§ Problem to solve
Please continue the methods excerpt on preparing and depositing pNIPAM films, starting right after its last sentence.

§ Excerpt
══════════

EXPERIMENTAL METHODS

Chemicals and supplies

Round glass cover slips were purchased from Ted Pella, Inc. (Redding, CA). The silicon chips were obtained from Silitec (Salem, OR). The 200 proof ethanol, HPLC grade methanol, HPLC grade dichloromethane and hydrochloric acid were purchased from Honeywell Burdick & Jackson (Deer Park, TX). The acetone was purchased from Fisher Scientific (Pittsburgh, PA). pNIPAM (molecular weight of ~40,000) for spNIPAM deposition was purchased from Polysciences, Inc (Warrington, PA). The tetraethyl orthosilicate (TEOS) for spNIPAM deposition was purchased from Sigma-Aldrich (St. Louis, MO). N-isopropyl acrylamide monomer (99%) for ppNIPAM deposition was purchased from Acros Organics (Geel, Belgium).

Surface preparation

Glass cover slips used for cell culture were cleaned with an acid wash (1:1 vol HCl:MeOH), rinsed with deionized water, and dried with nitrogen. Silicon chips used for surface analysis were washed with 10-minute intervals in dichloromethane, acetone, and then methanol in an ultrasonic cleaner from VWR International (Brisbane, CA).

spNIPAM preparation and deposition

Deposition of the spNIPAM films follows a previously described method.¹⁶ Briefly, 35 mg of pNIPAM, 5mL of distilled water, and 200 μL of 1 Normal HCl were mixed, and a weight percentage of pNIPAM was determined. In a separate container 250 μL TEOS sol (1 TEOS:3.8 ethanol:1.1 water:0.0005 HCl), 43 μL distilled water, 600 μL ethanol were mixed and weighed. To obtain 0.35wt% pNIPAM in sol, the appropriate amount of the pNIPAM solution was added to the TEOS solution in order to achieve the desired weight percentage (ex. 3.5g pNIPAM solution added to 996.5g TEOS sol).

══════════

§ Stored data
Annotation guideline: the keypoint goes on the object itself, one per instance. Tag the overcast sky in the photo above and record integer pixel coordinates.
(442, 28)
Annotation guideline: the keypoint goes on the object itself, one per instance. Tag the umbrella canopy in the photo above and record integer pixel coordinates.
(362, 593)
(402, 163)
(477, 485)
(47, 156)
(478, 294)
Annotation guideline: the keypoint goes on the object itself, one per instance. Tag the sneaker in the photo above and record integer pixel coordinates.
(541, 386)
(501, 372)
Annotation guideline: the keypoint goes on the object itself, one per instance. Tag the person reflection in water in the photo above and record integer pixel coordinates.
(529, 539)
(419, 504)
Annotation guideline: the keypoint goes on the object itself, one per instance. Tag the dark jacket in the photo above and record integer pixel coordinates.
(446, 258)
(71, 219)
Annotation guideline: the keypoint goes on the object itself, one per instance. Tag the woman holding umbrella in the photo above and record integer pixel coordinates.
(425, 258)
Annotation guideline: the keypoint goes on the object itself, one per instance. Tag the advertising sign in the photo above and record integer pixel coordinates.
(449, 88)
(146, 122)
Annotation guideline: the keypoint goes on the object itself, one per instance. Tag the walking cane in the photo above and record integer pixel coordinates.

══════════

§ Written response
100–200 μL of the prepared solution was evenly distributed on clean surfaces placed on a spin coater, model 100 spinner from Brewer Science, Inc. (Rolla, MO). These surfaces were then spun at 2000 rpm for 60s. The surfaces were stored under nitrogen in a Parafilm-covered Petri dish until either used for a) surface analysis or b) cell culture tests.

ppNIPAM preparation and deposition

Plasma polymerization was performed in a reactor chamber fabricated to our design specifications by Scientific Glass (Albuquerque, NM) following a method previously described.¹⁵ To spark a plasma in the chamber, two 2.5 cm copper electrodes were connected to a Dressler (Stolberg, Germany) matching network and Cesar radio frequency (RF) power generator from Advanced Energy (Fort Collins, CO). Ar and CH₄ adhesion promoting layers were deposited before pNIPAM deposition. During pNIPAM deposition, the power setting of the RF generator was slowly decreased from 100W to 0W over 35 minutes.

After the samples were removed from the reactor, they were rinsed with cold DI water in order to remove any uncrosslinked NIPAM from the surface, and dried with nitrogen. The surfaces were placed in a Petri dish, backfilled with nitrogen, and sealed with Parafilm. The samples were then stored in a desiccator until surface analysis or cell culture was performed.

Contact angle

An Advanced Goniometer model 300-UPG (ramé-hart instrument co., Mountain Lakes, NJ) with an environmental chamber and DROPimage Standard program was used to measure inverted bubble contact angles in Ultrapure water (18 M-Ohm-cm). Contact angles were taken at room temperature and 37°C using the Temp Controller model 100–500 connected to the environmental chamber. Contact angles were obtained at room temperature (vs. 4°C, which was the temperature used for cell detachment), as it is experimentally simpler to perform the experiments at room temperature; furthermore, we previously demonstrated that the degree of thermoresponse was unchanged between these two temperatures < the LCST.¹ Statistically relevant data was obtained by repeating all procedures three times, with each replicate using three surfaces and each surface analyzed at three different sites along the surface.

X-ray photoelectron spectroscopy (XPS)

All XPS were obtained using a Kratos Axis-Ultra DLD spectrometer. This instrument has a monochromatized Al Kα X-ray and a low energy electron flood gun for charge neutralization. X-ray spot size for these acquisitions was on the order of 300×700μm (Kratos ‘Hybrid’ mode). Pressure in the analytical chamber during spectral acquisition was ~5 × 10⁻⁹ Torr. Pass energy for survey spectra was 80 eV and the pass energy was 20 eV for high-resolution spectra (carbon).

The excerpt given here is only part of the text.